- WHAT TO DO: Quote verbatim the part of the records that starts with the line containing "For the test set, locate each instance of the fortress" and continues through the end of the records, including both of those ends.

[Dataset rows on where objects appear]
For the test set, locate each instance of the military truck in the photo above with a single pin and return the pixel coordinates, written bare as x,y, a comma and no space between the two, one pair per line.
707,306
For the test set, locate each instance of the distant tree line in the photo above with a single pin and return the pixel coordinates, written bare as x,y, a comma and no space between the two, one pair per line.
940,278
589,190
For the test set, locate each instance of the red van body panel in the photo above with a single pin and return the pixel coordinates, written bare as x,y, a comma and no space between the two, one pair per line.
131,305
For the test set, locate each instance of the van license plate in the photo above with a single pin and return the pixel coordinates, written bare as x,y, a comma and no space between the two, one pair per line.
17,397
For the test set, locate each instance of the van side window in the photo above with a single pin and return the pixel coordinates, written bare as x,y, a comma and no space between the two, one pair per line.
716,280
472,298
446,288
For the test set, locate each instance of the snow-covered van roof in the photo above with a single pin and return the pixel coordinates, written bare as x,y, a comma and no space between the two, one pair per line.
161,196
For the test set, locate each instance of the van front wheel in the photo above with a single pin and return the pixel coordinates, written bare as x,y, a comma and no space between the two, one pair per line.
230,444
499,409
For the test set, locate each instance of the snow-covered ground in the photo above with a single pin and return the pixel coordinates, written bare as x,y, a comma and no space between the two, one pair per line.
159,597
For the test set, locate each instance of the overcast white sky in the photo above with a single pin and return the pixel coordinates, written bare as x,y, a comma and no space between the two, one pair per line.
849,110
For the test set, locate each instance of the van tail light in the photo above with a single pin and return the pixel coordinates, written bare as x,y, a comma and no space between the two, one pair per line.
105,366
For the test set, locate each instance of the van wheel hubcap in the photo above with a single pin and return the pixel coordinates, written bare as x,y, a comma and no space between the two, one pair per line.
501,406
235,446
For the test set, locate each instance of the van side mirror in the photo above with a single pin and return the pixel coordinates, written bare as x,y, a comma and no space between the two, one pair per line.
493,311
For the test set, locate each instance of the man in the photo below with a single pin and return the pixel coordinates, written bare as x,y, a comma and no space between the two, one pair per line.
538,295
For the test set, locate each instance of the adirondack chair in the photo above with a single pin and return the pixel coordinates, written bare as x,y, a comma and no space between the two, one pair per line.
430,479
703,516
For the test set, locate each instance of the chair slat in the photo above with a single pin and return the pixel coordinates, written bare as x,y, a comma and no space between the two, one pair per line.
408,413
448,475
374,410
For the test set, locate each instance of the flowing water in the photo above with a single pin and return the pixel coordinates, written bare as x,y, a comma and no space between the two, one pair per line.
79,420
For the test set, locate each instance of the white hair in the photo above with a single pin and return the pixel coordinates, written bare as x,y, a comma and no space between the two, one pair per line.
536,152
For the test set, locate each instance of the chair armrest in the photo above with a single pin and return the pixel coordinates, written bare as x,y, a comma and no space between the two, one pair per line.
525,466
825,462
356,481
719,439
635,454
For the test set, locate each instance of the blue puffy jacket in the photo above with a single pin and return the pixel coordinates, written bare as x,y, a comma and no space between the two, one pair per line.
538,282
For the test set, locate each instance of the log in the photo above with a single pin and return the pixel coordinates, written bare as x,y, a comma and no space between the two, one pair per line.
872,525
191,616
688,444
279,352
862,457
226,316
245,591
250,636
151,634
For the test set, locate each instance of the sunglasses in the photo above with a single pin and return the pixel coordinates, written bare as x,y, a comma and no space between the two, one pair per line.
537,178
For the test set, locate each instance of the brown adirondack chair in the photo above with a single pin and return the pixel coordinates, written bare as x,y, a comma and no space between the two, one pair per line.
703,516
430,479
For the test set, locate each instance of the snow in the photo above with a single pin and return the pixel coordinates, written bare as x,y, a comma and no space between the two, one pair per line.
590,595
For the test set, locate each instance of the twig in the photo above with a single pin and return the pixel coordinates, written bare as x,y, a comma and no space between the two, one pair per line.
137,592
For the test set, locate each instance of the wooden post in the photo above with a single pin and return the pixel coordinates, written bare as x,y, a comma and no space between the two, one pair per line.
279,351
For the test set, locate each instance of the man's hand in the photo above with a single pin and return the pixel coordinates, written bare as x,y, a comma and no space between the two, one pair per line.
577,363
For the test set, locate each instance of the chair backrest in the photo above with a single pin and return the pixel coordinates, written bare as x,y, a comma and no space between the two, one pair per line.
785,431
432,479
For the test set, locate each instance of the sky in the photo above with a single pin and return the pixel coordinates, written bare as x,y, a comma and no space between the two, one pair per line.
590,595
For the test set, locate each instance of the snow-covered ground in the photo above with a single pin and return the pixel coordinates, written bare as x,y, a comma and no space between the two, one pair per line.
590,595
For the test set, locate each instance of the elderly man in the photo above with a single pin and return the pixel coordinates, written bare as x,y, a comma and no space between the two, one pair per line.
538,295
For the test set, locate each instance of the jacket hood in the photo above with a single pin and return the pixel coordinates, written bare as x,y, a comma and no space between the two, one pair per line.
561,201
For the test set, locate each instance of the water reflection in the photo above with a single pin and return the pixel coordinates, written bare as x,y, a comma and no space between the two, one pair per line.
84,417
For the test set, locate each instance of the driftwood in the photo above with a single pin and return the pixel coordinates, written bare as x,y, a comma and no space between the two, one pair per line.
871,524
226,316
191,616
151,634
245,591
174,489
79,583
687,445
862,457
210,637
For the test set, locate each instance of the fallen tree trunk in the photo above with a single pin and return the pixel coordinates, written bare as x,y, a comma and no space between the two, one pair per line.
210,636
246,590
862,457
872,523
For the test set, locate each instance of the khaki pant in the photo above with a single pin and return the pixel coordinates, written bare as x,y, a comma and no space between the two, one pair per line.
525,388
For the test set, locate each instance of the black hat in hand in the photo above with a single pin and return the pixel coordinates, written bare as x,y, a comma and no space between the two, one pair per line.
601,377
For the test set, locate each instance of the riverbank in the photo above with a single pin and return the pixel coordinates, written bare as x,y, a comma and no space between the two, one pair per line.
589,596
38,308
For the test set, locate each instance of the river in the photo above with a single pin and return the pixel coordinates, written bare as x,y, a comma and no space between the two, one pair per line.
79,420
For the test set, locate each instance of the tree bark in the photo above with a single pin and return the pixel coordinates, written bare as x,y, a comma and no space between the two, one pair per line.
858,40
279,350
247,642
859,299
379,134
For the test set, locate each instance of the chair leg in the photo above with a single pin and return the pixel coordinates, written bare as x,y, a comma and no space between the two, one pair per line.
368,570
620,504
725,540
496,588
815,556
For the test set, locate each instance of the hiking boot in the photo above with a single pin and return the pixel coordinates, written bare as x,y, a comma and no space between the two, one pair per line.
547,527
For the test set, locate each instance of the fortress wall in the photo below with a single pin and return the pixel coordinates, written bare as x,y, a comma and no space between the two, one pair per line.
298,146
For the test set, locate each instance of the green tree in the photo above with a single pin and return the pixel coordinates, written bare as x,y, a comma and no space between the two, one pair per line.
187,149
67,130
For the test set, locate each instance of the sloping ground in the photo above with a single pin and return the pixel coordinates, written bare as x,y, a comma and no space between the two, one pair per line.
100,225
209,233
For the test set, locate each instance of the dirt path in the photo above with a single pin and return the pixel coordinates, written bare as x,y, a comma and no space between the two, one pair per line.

- THE COMPLETED TASK:
For the test set, locate each instance of the fortress wall in the photo below with a single pin and return the pixel coordinates, written bare as x,y, a comma and no space between the two, one pair per line.
298,146
For the test set, locate each instance of the green tree in the photo above with a single pin and return the pixel coordinates, written bare as x,y, a comma and no space between the two, one pair per line.
187,149
67,130
For the test set, locate each instance of the sloping ground in the photo above with a single pin and return the pixel coordinates, written bare as x,y, a comma and no space between the two, one pair per line.
100,225
209,233
For the test set, locate each instance of the dirt path in the photo above with a single pin and return the pixel coordinates, written bare as x,y, a comma and no space between the two, one pair per line.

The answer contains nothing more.